**EXERCISE DETAILS**. Would you restate the entries below exactly, keeping every line?

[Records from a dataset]
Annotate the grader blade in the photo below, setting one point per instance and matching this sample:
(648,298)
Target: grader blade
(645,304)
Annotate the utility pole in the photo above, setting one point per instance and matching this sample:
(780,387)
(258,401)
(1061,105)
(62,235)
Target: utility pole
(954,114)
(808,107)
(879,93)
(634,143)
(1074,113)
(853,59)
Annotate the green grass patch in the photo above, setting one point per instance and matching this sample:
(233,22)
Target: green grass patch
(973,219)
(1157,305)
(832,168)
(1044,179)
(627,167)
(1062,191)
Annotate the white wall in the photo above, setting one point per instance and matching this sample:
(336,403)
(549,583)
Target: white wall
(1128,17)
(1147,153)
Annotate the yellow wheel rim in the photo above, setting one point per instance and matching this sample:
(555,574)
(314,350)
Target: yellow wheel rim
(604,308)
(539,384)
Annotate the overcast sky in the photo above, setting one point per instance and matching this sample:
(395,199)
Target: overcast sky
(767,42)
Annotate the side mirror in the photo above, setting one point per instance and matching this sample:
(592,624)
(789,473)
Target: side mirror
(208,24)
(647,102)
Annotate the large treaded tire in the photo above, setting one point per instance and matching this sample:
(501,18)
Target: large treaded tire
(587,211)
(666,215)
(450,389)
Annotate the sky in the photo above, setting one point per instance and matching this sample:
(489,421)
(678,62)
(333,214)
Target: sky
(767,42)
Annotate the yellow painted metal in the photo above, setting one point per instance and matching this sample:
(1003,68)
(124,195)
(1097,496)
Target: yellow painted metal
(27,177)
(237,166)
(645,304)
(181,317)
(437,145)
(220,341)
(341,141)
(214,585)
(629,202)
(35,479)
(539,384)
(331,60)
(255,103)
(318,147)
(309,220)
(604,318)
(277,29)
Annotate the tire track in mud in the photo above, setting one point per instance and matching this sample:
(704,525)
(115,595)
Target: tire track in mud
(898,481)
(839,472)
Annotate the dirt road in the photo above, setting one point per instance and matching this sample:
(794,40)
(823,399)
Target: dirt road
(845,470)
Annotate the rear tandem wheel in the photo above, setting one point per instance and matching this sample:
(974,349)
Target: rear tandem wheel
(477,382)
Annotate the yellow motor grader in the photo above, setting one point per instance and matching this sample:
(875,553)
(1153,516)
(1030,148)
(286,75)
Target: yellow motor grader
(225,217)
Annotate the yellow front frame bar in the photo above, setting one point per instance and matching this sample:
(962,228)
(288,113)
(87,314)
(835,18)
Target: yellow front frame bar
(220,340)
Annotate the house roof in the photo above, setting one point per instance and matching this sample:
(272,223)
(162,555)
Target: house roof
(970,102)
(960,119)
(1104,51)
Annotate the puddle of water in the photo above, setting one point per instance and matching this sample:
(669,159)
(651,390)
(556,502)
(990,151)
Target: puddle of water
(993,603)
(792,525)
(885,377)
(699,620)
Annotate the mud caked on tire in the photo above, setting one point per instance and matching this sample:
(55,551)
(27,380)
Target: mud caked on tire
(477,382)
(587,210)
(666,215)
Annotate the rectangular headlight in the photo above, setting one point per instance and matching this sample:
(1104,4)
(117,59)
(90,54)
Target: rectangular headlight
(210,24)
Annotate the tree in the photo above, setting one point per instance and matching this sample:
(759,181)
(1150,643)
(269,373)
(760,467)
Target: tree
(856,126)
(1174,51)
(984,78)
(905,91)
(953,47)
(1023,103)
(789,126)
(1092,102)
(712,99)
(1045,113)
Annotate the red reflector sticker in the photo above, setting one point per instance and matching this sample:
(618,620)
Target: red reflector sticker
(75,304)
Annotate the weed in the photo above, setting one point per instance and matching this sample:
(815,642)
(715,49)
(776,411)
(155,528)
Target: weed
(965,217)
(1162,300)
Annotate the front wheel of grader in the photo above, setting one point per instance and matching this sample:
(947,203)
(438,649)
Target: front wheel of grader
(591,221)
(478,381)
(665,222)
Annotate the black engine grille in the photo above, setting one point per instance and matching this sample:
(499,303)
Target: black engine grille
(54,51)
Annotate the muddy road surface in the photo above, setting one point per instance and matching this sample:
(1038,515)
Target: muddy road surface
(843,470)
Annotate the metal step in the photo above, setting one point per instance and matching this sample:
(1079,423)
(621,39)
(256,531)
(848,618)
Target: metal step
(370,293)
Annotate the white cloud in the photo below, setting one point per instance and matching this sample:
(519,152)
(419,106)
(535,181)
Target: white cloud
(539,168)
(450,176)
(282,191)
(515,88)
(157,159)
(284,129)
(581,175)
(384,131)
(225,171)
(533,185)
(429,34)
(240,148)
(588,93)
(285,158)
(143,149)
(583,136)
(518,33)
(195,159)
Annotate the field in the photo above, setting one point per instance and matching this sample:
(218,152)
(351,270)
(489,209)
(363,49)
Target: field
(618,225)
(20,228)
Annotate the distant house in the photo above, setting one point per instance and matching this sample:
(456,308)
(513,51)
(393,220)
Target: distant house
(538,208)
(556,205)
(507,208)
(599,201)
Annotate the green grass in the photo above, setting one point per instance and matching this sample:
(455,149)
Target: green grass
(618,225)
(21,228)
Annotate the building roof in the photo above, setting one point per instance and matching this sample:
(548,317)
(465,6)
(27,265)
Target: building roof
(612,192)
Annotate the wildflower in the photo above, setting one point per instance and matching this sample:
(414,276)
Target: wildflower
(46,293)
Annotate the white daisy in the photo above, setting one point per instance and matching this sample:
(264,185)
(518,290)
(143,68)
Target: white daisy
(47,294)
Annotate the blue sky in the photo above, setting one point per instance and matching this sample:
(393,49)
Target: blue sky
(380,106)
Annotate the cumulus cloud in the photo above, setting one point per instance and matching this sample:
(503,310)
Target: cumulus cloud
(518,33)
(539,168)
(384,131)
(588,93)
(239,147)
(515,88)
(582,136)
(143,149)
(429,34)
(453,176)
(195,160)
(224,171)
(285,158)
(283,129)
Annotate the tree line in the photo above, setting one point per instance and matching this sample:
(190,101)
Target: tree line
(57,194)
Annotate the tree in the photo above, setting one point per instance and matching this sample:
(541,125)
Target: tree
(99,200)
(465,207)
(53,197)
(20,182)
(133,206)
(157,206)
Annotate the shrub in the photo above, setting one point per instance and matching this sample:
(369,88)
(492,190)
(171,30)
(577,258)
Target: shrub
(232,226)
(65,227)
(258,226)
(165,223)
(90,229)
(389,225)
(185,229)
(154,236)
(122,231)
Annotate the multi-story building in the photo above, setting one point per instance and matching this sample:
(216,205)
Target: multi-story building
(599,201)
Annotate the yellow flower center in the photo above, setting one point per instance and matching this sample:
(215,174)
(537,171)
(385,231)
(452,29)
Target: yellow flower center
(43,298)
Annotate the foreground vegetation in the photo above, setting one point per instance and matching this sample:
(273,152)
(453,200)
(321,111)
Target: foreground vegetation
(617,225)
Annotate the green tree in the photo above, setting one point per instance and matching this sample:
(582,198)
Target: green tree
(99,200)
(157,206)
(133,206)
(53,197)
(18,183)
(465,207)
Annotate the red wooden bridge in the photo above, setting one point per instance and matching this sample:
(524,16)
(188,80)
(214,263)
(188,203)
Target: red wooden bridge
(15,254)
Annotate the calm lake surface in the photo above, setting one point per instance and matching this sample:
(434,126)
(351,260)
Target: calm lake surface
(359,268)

**RESPONSE AREA**.
Annotate the grader blade in the photo below, setting one point per instance and matching this sample:
(648,298)
Target: grader blade
(645,304)
Annotate the utility pole in the photo above, setting one point per instance and matching this sample:
(780,387)
(258,401)
(1061,105)
(62,235)
Target: utility pole
(954,114)
(808,107)
(879,93)
(634,143)
(1074,113)
(853,59)
Annotate the green grass patch in the photo above, setting one point per instance and matching this sample:
(233,22)
Target: green grass patch
(973,219)
(1157,305)
(832,168)
(1044,179)
(627,167)
(1062,191)
Annotate the white wall in the photo above, setting one point per instance and matching this sample:
(336,403)
(549,583)
Target: white wall
(1128,17)
(1147,153)
Annotate the yellow wheel rim in the photo above, setting one point per instance and matching this sample:
(555,574)
(314,350)
Target: yellow wheel rim
(604,308)
(539,384)
Annotate the overcast sky in the photo above, setting one point per instance and matching this sample:
(395,199)
Target: overcast sky
(767,42)
Annotate the side mirror in the photo above, setting one point per instance and matching this sample:
(592,624)
(789,473)
Target: side mirror
(208,24)
(647,102)
Annotate the large treaded tire in the photo above, setting one point per instance and matching this sample:
(501,18)
Target: large treaded tire
(587,211)
(666,215)
(450,389)
Annotate the sky in the photo above, setting one point per instance and matching this sample:
(489,421)
(678,62)
(333,214)
Target: sky
(767,42)
Annotate the yellow painted metal in the photo above, setting one point per instance and matching this sample:
(1003,68)
(124,195)
(1097,496)
Target: yellow painted metal
(27,177)
(237,166)
(645,304)
(181,317)
(437,145)
(220,341)
(341,141)
(214,585)
(629,202)
(35,479)
(539,384)
(331,60)
(255,103)
(318,147)
(309,220)
(604,318)
(277,29)
Annotate the tire track in mud in the photo above, setting one point per instance and matching this sample:
(704,525)
(115,595)
Target: tire track in mud
(898,481)
(839,472)
Annotate the dirt road in the photo above, setting one point per instance and matching this sample:
(794,40)
(823,399)
Target: dirt road
(845,470)
Annotate the rear tandem wheel in the photo above, setting one point per instance and matching this sample:
(974,349)
Target: rear tandem wheel
(477,382)
Annotate the yellow motor grader in the photo above, setting one point per instance and matching this sample:
(875,553)
(1153,516)
(1030,148)
(286,75)
Target: yellow motor grader
(225,217)
Annotate the yellow front frame bar in the photo above, setting one point per instance and matching this sample:
(962,228)
(288,113)
(87,314)
(835,18)
Target: yellow front frame bar
(220,340)
Annotate the house roof in the photo above, setting one point per instance and matching this sample:
(272,223)
(162,555)
Target: house roof
(970,102)
(960,119)
(1104,51)
Annotate the puddle of water in the photo above, setting one point per instance and matching this sample:
(669,159)
(651,390)
(556,502)
(990,151)
Target: puddle of water
(993,603)
(792,525)
(885,377)
(699,620)
Annotate the mud caked on tire in the photo above, setting one point per instance and matching this sample:
(55,551)
(27,380)
Target: mud caked on tire
(477,382)
(587,210)
(666,215)
Annotate the rectangular headlight in the photo above, setting one point per instance and matching this sample:
(1104,4)
(117,59)
(90,54)
Target: rectangular headlight
(210,24)
Annotate the tree in the photo above, setting one point per instance and matching this sample:
(759,181)
(1150,643)
(269,373)
(760,467)
Target: tree
(856,126)
(1174,51)
(984,78)
(905,91)
(953,47)
(1023,103)
(789,126)
(1092,102)
(712,99)
(1045,113)
Annotate the red reflector sticker in the photo above, setting one point per instance and matching this sample:
(618,620)
Target: red reflector sticker
(75,304)
Annotate the weed in the photo above, setting one point per instance and matching this sample:
(815,642)
(715,49)
(776,411)
(155,528)
Target: weed
(965,217)
(1162,300)
Annotate the front wheel of grader in the photo above, setting one point per instance and matching this sample:
(947,203)
(438,649)
Target: front wheel of grader
(591,221)
(478,381)
(665,222)
Annotate the black engine grille in the photo above, setting one point per instance and matching this sample:
(499,303)
Target: black engine grille
(54,51)
Annotate the muddy road surface in the photo above, setting one point per instance and matching this sample:
(1038,515)
Target: muddy road surface
(843,470)
Annotate the metal step in the photo above, setting one point per instance and matching this sample:
(1079,423)
(621,39)
(256,531)
(848,618)
Target: metal step
(370,293)
Annotate the white cloud in the photo below, setting one point per instance and matching this sample:
(519,152)
(419,106)
(535,181)
Target: white cloud
(539,168)
(450,176)
(282,191)
(515,88)
(157,159)
(284,129)
(581,175)
(384,131)
(225,171)
(533,185)
(429,34)
(240,148)
(588,93)
(285,158)
(143,149)
(583,136)
(518,33)
(195,159)
Annotate the field in the photo above, setting one point per instance and matching this sample:
(218,152)
(351,270)
(489,209)
(363,49)
Target: field
(618,225)
(20,228)
Annotate the distant house in the photo above, setting one point per instance and matching this sample:
(456,308)
(513,51)
(393,220)
Target: distant house
(538,208)
(556,205)
(507,208)
(599,201)
Annotate the green grass in the photo above, setting one point per instance and matching this sample:
(455,149)
Target: green grass
(618,225)
(21,228)
Annotate the building roof in the photo above, setting one point per instance and matching this sample:
(548,317)
(465,6)
(27,265)
Target: building roof
(612,192)
Annotate the wildflower in the photo above, setting one point per instance and matching this sample:
(414,276)
Target: wildflower
(46,293)
Annotate the white daisy in the photo above, setting one point per instance and matching this sample:
(264,185)
(518,290)
(143,68)
Target: white daisy
(47,294)
Annotate the blue sky in the photo above, setting one point per instance and matching this sample:
(393,49)
Target: blue sky
(380,106)
Annotate the cumulus cloud in the photo above, setting one point per instance and matching this sample:
(503,310)
Target: cumulus cloud
(518,33)
(539,168)
(384,131)
(588,93)
(239,147)
(515,88)
(582,136)
(143,149)
(429,34)
(453,176)
(195,160)
(224,171)
(285,158)
(283,129)
Annotate the tree line in the photo above, setting one point per instance and matching this sample:
(190,101)
Target: tree line
(57,194)
Annotate the tree in the photo above, setting one point per instance and matching this sample:
(541,125)
Target: tree
(99,200)
(465,207)
(53,197)
(20,182)
(133,206)
(157,206)
Annotate the shrub in the photo above, setting one point per instance and matching this sample:
(369,88)
(492,190)
(171,30)
(577,258)
Target: shrub
(232,226)
(65,227)
(258,226)
(165,223)
(90,229)
(389,225)
(185,229)
(154,236)
(122,231)
Annotate the multi-story building in the photo above, setting one point per instance and matching this sample:
(216,205)
Target: multi-story building
(599,201)
Annotate the yellow flower center in the photo above, setting one point per instance and matching this sample:
(215,174)
(537,171)
(385,231)
(452,29)
Target: yellow flower center
(43,298)
Annotate the foreground vegetation in the photo above, setting one point per instance and matching this sample:
(273,152)
(453,200)
(321,111)
Target: foreground vegetation
(617,225)
Annotate the green tree in the photo above, setting one point per instance and matching this sample:
(582,198)
Target: green tree
(99,200)
(157,206)
(133,206)
(53,197)
(18,183)
(465,207)
Annotate the red wooden bridge in the photo above, setting one point per instance and matching this sample:
(524,16)
(188,80)
(214,263)
(188,203)
Target: red wooden bridge
(15,254)
Annotate the calm lake surface in the photo above, setting one point per instance and matching this sample:
(434,126)
(351,260)
Target: calm lake surface
(359,268)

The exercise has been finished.